▶ [Stored records]
-- START --
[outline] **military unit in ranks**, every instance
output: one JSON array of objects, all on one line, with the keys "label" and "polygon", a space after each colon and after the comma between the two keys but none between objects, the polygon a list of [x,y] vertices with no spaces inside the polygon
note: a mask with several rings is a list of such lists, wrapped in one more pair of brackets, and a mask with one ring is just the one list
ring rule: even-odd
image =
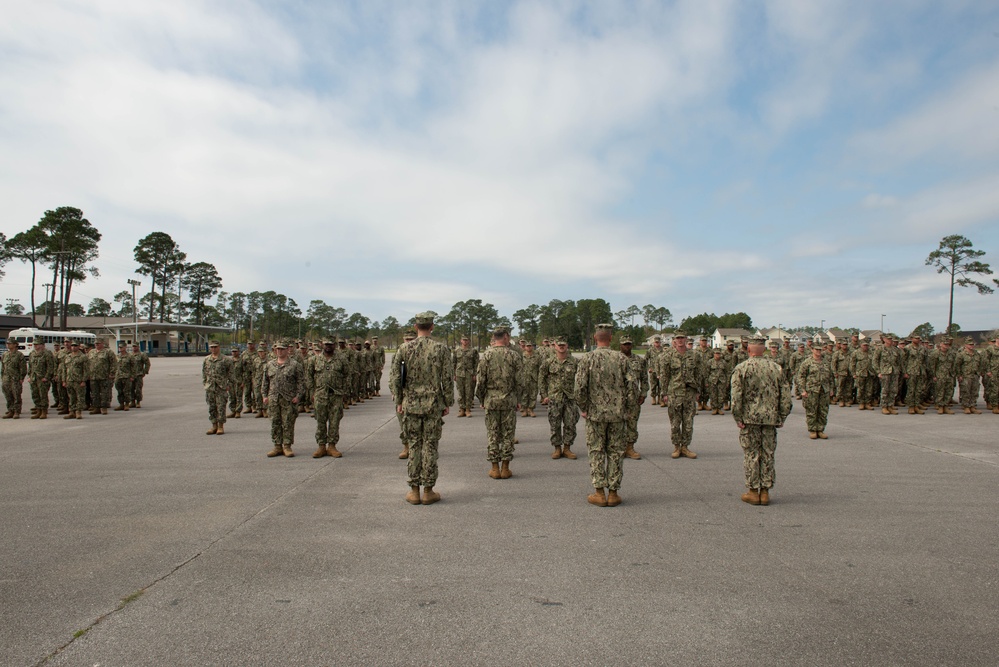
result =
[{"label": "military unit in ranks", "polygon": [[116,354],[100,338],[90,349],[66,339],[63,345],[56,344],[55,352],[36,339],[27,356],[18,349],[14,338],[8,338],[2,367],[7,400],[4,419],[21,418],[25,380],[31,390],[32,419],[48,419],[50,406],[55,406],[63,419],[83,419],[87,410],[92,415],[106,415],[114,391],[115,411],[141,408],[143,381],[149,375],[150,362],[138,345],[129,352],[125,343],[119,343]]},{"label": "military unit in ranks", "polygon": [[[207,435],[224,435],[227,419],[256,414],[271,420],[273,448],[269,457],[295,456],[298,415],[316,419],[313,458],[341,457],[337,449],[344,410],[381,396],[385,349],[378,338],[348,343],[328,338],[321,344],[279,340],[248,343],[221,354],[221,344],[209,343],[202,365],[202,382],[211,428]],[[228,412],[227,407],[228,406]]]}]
-- END --
▶ [Aim of the task]
Pick out each line of the listing above that contains the word "ring", and copy those lines.

▶ [Task output]
note: a mask with several rings is a list of such lists, wrapped in one more pair of brackets, and a mask with one ring is just the one list
ring rule: even-odd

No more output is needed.